> **Problem to solve**: Express the entries in the stretch from the line containing "point_to marks one point per instance of the brown" through the line containing "column 688, row 636" as a two-column CSV with the headers text and answer. Give one row per entry, with each value in a single quoted field and its line breaks replaced by spaces.

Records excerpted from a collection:
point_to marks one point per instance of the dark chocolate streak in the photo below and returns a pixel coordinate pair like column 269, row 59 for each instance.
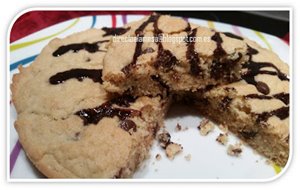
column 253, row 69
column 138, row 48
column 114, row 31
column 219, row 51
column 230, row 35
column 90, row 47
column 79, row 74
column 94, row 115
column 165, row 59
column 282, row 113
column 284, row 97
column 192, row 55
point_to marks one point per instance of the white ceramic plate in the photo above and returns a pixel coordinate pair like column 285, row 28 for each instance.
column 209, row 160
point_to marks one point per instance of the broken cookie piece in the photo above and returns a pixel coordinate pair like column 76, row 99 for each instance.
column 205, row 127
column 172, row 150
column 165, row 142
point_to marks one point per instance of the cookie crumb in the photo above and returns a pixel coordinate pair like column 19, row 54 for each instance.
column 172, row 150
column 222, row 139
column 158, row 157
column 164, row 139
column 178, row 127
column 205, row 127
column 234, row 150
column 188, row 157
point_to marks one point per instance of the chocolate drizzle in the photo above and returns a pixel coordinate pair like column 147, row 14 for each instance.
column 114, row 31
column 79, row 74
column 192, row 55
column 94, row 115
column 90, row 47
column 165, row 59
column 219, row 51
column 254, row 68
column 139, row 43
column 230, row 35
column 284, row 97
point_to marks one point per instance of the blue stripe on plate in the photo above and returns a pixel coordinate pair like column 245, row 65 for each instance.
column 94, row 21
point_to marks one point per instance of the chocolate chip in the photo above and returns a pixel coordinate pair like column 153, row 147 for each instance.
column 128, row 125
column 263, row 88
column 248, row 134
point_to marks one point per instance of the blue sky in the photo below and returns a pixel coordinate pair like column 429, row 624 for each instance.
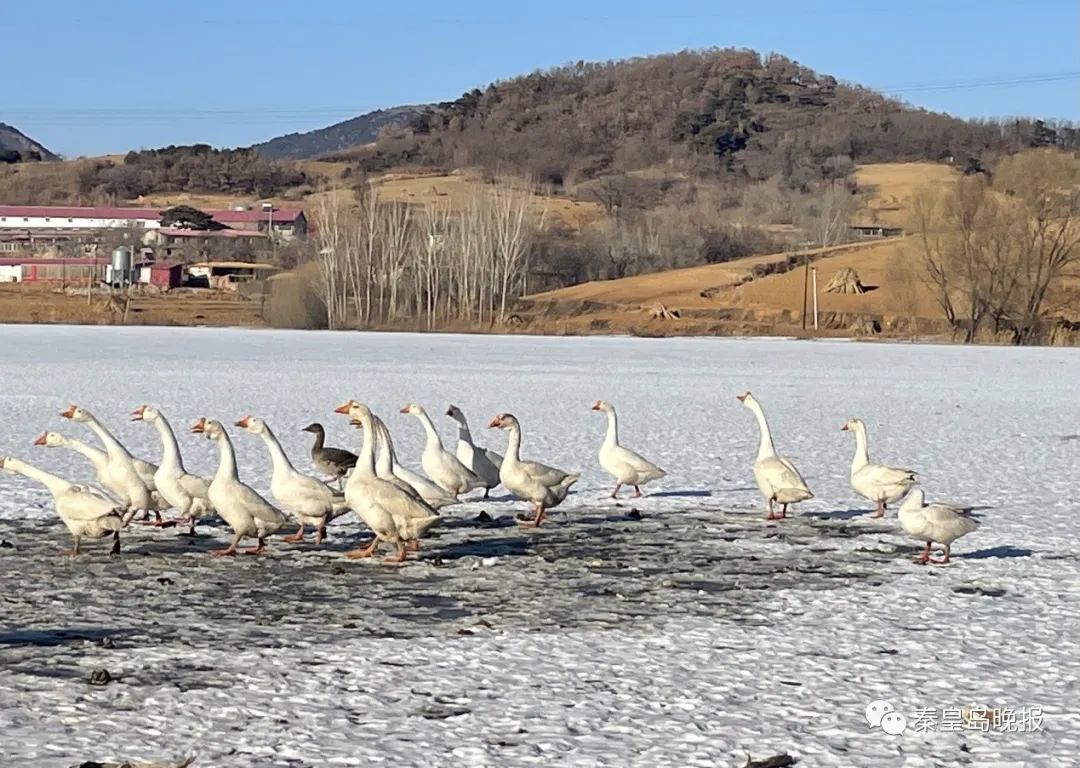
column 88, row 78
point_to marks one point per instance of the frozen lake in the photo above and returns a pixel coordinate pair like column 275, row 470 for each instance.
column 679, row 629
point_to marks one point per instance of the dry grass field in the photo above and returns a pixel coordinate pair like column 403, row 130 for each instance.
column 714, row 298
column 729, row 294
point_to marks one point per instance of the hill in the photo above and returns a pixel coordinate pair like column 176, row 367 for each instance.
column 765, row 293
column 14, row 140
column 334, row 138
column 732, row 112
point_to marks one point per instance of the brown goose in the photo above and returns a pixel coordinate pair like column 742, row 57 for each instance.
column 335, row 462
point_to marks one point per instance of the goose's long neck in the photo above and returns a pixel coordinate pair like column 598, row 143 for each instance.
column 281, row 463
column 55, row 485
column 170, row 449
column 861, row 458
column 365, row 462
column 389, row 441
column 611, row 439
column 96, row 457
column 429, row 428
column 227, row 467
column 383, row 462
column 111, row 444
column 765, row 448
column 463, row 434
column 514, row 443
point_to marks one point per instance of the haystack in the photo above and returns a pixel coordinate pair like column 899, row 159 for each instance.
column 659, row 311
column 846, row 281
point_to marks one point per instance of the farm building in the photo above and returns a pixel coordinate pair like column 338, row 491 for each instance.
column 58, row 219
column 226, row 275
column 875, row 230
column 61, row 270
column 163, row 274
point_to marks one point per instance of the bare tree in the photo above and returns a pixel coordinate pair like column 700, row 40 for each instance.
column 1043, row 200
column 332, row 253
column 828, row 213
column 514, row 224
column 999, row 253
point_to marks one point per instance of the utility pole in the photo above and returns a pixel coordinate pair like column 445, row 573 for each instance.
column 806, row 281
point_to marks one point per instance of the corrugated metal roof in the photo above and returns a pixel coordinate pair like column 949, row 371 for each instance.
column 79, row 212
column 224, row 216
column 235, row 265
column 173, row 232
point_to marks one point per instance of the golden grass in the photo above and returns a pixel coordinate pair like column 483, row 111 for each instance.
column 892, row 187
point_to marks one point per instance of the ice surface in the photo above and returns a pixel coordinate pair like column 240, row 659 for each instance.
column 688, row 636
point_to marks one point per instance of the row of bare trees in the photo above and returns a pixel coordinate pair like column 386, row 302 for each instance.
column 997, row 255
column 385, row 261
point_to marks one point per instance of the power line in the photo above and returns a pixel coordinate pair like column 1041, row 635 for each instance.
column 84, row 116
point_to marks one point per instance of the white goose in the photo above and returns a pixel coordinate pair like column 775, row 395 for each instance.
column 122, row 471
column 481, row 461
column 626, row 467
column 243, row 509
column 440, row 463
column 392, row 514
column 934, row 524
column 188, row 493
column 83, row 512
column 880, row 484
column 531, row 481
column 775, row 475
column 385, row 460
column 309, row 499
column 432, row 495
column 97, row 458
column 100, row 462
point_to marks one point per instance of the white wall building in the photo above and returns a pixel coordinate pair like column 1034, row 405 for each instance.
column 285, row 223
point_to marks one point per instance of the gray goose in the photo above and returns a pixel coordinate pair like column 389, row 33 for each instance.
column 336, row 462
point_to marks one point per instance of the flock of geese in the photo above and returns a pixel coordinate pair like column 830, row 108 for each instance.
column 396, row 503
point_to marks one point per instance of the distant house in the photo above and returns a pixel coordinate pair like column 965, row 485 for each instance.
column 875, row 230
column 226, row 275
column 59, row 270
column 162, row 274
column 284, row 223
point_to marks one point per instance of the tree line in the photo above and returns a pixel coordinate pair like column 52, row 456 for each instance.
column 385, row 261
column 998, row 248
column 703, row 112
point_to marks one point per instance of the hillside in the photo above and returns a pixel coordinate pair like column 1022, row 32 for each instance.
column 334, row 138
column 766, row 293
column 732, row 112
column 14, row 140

...

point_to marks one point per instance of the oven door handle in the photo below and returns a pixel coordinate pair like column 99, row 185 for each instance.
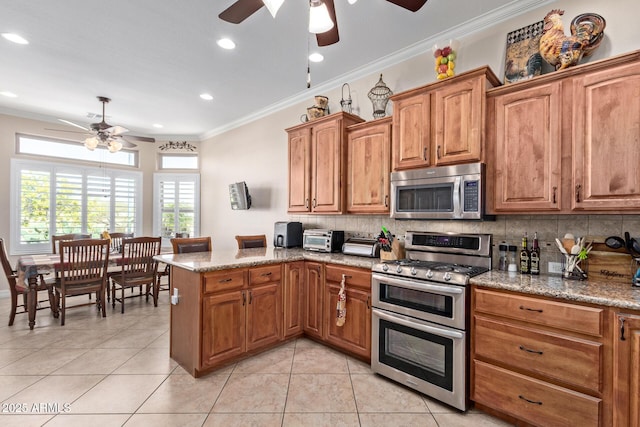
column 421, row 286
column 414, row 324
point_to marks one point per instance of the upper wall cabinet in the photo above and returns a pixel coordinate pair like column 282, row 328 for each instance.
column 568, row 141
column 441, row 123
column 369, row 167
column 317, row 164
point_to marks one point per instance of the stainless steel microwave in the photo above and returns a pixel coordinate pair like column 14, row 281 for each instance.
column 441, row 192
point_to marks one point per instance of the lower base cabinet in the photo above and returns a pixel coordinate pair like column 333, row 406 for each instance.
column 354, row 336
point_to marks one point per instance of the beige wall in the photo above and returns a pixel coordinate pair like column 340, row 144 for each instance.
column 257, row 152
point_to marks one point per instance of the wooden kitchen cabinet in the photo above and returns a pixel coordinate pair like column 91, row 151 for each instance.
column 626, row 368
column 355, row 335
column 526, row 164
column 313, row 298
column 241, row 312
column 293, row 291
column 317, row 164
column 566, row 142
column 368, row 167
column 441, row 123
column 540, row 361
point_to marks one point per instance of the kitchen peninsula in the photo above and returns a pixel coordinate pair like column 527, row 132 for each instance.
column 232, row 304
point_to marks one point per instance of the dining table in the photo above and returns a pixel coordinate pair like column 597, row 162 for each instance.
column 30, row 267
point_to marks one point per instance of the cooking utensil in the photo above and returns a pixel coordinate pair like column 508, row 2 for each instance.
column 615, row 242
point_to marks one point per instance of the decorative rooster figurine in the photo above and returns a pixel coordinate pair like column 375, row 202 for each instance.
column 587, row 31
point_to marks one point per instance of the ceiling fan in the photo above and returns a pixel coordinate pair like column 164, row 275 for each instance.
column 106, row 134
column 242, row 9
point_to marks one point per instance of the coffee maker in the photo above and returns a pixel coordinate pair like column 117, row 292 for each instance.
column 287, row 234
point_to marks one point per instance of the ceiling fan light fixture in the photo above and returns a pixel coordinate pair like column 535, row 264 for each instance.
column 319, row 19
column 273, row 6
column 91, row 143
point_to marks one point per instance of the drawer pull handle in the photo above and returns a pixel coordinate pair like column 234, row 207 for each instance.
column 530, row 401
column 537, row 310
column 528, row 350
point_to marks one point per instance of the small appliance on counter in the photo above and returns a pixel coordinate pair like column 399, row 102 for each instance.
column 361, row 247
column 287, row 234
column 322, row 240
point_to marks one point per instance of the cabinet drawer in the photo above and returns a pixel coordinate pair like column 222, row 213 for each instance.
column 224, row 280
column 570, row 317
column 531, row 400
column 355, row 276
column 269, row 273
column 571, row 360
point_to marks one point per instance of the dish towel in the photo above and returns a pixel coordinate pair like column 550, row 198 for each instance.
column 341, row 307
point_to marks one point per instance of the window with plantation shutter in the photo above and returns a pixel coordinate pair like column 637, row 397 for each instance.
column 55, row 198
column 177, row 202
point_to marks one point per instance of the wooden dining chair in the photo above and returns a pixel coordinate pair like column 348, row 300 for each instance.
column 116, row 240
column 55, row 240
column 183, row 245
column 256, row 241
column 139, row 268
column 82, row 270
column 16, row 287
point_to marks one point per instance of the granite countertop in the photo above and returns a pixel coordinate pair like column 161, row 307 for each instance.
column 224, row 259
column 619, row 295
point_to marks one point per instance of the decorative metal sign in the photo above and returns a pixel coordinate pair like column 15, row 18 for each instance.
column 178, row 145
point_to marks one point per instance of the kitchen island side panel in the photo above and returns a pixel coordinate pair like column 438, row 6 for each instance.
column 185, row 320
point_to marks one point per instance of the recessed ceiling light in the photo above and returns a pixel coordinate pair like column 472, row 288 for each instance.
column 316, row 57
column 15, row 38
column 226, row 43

* * *

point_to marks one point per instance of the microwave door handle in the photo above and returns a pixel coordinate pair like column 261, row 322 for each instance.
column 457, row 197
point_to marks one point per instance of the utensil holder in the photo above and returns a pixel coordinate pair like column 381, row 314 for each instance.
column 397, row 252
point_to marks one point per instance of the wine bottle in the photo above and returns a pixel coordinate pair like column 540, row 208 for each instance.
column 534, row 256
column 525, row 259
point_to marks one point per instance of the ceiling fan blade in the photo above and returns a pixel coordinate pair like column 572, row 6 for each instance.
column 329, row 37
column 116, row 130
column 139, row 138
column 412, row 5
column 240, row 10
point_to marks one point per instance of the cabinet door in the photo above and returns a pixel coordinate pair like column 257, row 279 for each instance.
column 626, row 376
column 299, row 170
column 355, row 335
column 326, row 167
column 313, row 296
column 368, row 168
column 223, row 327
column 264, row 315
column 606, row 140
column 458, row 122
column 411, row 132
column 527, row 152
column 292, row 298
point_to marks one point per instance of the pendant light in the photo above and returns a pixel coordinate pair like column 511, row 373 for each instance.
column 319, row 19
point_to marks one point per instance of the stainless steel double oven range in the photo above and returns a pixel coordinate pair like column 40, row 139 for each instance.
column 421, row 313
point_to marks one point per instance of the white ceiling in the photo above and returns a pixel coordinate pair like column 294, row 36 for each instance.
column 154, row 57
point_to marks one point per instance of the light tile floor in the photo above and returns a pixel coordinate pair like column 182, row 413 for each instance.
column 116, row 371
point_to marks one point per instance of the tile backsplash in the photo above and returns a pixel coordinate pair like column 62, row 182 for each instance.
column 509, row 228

> **In response**:
text,answer
"point_to marks one point per instance of the brown goose in the photo above and returns a pixel coordinate pair like column 742, row 57 for each instance.","column 335, row 462"
"point_to marks one point per instance of the goose's long neck in the photo above and returns a pixel coordinate pair like column 598, row 143 for each instance.","column 281, row 463 column 55, row 485 column 170, row 449 column 861, row 458 column 365, row 462 column 389, row 441 column 611, row 439 column 96, row 457 column 429, row 428 column 227, row 467 column 383, row 462 column 111, row 444 column 765, row 448 column 463, row 434 column 514, row 443"
"point_to marks one point per instance of the haystack in the photo above and returns a pixel coordinate pair like column 899, row 159 for each instance.","column 659, row 311 column 846, row 281"
"point_to marks one point per instance of the farm building in the photo above and returns a pixel coordinate pair like column 338, row 491 for each instance.","column 58, row 219 column 226, row 275 column 875, row 230 column 61, row 270 column 163, row 274"
"point_to marks one point per instance of the bare tree in the photo above and returns a pixel coordinate pair like column 700, row 40 for each instance.","column 1043, row 200 column 332, row 253 column 828, row 213 column 514, row 224 column 999, row 253"
"point_to marks one point per instance of the utility pole in the photo above and returns a pixel coordinate pair like column 445, row 573 for each instance.","column 806, row 281"
"point_to marks one point per instance of the corrugated metal roof in the photo above and returns a pixel coordinate pair like column 949, row 371 for each instance.","column 79, row 212 column 224, row 216 column 235, row 265 column 173, row 232"
"point_to marks one point per instance of the golden grass in the photo above and returns a pixel coordinate pair like column 483, row 111 for each instance.","column 892, row 187"
"point_to marks one point per instance of the ice surface in the photo above and returns a pixel coordinate pair like column 240, row 659 for each instance.","column 688, row 636"